__What the task asks__
Search the entries for the word "list" and copy each line that has it.

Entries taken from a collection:
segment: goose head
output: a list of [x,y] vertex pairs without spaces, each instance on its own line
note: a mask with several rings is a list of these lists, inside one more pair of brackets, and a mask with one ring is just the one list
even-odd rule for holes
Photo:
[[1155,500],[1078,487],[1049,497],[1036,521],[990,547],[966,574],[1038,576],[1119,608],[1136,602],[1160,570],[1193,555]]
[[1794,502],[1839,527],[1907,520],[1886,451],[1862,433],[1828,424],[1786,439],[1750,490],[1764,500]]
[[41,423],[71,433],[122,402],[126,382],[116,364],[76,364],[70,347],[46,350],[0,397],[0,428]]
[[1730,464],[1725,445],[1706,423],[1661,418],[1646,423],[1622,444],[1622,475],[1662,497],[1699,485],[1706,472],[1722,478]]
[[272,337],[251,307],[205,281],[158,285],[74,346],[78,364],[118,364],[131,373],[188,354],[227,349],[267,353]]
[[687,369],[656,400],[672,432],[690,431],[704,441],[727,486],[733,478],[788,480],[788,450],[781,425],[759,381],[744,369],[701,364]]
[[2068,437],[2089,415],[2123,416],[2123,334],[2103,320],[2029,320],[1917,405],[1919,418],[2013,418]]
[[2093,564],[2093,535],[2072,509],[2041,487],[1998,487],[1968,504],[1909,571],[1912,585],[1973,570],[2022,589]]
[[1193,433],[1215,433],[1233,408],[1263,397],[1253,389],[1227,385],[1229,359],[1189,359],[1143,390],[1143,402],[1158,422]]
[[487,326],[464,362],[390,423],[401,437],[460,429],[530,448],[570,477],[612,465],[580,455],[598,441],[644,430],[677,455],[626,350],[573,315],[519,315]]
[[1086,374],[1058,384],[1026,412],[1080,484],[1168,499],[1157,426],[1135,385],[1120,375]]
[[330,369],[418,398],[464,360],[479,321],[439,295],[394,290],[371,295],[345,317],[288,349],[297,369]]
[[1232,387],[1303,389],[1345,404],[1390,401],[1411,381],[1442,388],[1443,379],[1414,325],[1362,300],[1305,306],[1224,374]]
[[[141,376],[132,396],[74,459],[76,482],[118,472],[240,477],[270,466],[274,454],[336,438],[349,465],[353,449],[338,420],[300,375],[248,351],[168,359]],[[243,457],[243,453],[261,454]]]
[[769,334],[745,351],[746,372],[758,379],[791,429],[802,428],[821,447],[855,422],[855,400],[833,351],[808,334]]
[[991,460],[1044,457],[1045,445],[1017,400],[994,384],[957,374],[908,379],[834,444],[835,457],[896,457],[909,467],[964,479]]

__Output__
output: a list of [x,y] vertex pairs without spaces, each instance on its own line
note: a mask with several rings is a list of these lists, inside one more pair of brackets, and a mask with one ring is just the one list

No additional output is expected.